PASSAGE.
********************

# Film on top of water



## BJRuttenberg (Sep 25, 2005)

I have a lipid like film on the surface of my water. Is this from not doing water changes enough? How does something like this occur? 

29 gal. Planted
3 Bleeding Hearts
1 Black Ghost Knife
1 German Blue Ram
1 Clown Loach
4 SAEs
1 Otocinclus 

PH 6.5
KH 3.5-4


----------



## Dewmazz (Sep 6, 2005)

It is natural, and nothing to worry about. It is merely a film of dissolved organics and it means that there is probably not enough surface agitation. Surface skimmers work quite well and have adapters to be placed on many powerfilters and canister filters. Mollys are also great scum-eaters. Or, if your filter has a spraybar, move it closer to the water's surface. I used to have that problem, but I purchased a surface skimmer. Now my water surface looks like glass.


----------



## trenac (Jul 16, 2004)

DJ, welcome to APC  

Ditto to what Dewmazz said.


----------



## b2au (Nov 16, 2005)

i bought a surface extractor for my eheim.

easy attachment to the intake side to also make more surface movement.

********************

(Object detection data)

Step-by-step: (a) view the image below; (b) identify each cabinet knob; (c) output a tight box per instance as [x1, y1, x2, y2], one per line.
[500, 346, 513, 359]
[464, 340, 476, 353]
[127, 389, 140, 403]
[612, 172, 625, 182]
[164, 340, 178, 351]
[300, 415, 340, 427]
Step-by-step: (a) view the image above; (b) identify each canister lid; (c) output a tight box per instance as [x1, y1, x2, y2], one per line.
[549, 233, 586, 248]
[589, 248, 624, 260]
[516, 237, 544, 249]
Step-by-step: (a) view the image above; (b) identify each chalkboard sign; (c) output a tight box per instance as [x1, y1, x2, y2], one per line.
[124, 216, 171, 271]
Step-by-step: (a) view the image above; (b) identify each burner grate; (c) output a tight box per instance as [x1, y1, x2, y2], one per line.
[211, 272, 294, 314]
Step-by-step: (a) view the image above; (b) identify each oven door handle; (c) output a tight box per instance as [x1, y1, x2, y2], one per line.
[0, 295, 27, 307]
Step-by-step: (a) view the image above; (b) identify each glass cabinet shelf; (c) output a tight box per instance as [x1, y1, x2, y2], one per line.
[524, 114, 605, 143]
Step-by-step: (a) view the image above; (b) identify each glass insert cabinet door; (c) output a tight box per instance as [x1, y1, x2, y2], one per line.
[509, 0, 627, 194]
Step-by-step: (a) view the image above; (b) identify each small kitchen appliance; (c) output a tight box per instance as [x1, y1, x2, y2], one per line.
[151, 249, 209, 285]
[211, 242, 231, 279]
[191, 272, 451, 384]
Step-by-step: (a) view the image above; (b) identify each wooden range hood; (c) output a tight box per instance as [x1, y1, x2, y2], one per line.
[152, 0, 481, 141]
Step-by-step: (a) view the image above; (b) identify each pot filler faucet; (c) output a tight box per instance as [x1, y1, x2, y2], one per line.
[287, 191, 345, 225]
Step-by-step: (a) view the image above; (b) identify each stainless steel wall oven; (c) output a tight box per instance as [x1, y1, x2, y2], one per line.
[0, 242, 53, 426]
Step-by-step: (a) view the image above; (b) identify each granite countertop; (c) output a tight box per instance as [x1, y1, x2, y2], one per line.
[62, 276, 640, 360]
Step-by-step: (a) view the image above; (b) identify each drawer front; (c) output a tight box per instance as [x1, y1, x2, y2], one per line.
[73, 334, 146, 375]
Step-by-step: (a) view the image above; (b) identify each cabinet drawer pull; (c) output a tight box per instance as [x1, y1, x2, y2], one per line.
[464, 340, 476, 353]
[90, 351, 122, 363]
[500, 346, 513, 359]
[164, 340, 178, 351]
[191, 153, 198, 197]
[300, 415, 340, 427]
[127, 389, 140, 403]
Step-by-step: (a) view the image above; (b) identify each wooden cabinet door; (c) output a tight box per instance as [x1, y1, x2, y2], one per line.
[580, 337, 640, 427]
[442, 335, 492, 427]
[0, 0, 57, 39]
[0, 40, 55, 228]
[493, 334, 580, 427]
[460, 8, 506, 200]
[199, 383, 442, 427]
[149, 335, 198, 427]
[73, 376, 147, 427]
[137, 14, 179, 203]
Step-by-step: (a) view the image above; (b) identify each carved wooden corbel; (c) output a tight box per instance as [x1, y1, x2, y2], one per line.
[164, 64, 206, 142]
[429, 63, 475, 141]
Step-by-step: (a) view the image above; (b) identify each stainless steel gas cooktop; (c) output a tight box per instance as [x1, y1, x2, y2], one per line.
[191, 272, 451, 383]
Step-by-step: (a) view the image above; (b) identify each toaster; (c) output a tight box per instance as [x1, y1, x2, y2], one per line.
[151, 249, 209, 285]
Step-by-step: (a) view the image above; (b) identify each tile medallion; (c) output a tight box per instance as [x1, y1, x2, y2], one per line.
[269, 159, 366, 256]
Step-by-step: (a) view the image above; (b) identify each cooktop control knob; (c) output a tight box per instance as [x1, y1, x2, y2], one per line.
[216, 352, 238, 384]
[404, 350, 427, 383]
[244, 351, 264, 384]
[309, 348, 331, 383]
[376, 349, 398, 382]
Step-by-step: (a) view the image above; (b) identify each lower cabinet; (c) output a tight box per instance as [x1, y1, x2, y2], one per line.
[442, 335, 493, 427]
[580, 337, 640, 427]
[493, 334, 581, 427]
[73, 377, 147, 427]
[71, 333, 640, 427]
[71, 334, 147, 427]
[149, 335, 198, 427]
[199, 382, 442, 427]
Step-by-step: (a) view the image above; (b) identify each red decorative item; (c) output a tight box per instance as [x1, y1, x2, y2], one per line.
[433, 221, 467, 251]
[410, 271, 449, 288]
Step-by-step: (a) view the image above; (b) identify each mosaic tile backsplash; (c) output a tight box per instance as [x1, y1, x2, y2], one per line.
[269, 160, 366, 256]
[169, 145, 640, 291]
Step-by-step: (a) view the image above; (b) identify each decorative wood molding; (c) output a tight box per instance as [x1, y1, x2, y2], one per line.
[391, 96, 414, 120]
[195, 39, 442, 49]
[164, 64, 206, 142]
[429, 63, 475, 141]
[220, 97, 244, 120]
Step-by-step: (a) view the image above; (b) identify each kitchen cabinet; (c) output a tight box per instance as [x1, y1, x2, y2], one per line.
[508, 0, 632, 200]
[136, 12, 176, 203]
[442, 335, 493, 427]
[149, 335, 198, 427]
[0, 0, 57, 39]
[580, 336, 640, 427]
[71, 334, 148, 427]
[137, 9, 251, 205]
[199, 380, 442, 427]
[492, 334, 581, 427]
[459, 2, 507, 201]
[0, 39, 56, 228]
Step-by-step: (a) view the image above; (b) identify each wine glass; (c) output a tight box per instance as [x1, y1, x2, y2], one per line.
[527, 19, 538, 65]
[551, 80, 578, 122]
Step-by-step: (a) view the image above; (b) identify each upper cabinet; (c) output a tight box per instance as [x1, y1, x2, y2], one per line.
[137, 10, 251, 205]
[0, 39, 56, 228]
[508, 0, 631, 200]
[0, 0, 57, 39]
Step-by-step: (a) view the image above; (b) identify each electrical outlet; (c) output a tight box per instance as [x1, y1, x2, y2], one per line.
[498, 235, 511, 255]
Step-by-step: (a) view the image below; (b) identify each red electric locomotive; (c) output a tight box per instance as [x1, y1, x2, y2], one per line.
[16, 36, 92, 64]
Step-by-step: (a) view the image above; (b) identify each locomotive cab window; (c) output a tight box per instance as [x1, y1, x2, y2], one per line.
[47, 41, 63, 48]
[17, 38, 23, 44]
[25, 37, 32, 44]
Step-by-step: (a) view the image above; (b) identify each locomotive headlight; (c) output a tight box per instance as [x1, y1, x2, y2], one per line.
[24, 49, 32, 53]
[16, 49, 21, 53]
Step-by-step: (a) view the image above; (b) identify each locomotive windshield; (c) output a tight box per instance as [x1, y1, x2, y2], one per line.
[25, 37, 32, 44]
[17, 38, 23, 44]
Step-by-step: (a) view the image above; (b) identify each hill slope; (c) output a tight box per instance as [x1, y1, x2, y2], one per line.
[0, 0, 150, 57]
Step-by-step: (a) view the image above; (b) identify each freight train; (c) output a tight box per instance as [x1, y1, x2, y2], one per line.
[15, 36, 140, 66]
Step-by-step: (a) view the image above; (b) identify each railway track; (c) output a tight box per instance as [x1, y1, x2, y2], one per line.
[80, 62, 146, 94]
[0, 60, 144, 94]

********************

OBJECTIVES.
• 1. Using the thread about the film on the water, decide whether each statement agrees with it. Give yes or no for each, followed by the exact words from the thread that settle it.
(a) Dewmazz links the film to a probable lack of surface agitation.
(b) The original poster keeps two Clown Loaches.
(c) b2au attached the surface extractor to the outlet side of the filter.
• 2. Write the next part of the thread about the film on the water, picking up right after its last sentence.
The tasks can be done without the data.

REPLIES.
• 1.
(a) Yes: "it means that there is probably not enough surface agitation"
(b) No: "1 Clown Loach"
(c) No: "easy attachment to the intake side to also make more surface movement"

• 2.
----------



## skinns (Apr 8, 2004)

I had the same problem back in March. Since then I bought 3 mollys and within a couple of days, the surface was a clear as glass.


----------



## modernhamlet (Aug 9, 2005)

How do you deal with this problem when you're injecting co2? I thought it was imperative to limit surface agitation...


----------



## Dewmazz (Sep 6, 2005)

The water isn't churned up, just the current doesn't allow the oily film to settle, and the skimmer sucks water off the surface. Here's an old post on the same topic:
http://www.aquaticplantcentral.com/forumapc/showthread.php?t=9428&highlight=film+water


----------



## Gumby (Aug 1, 2005)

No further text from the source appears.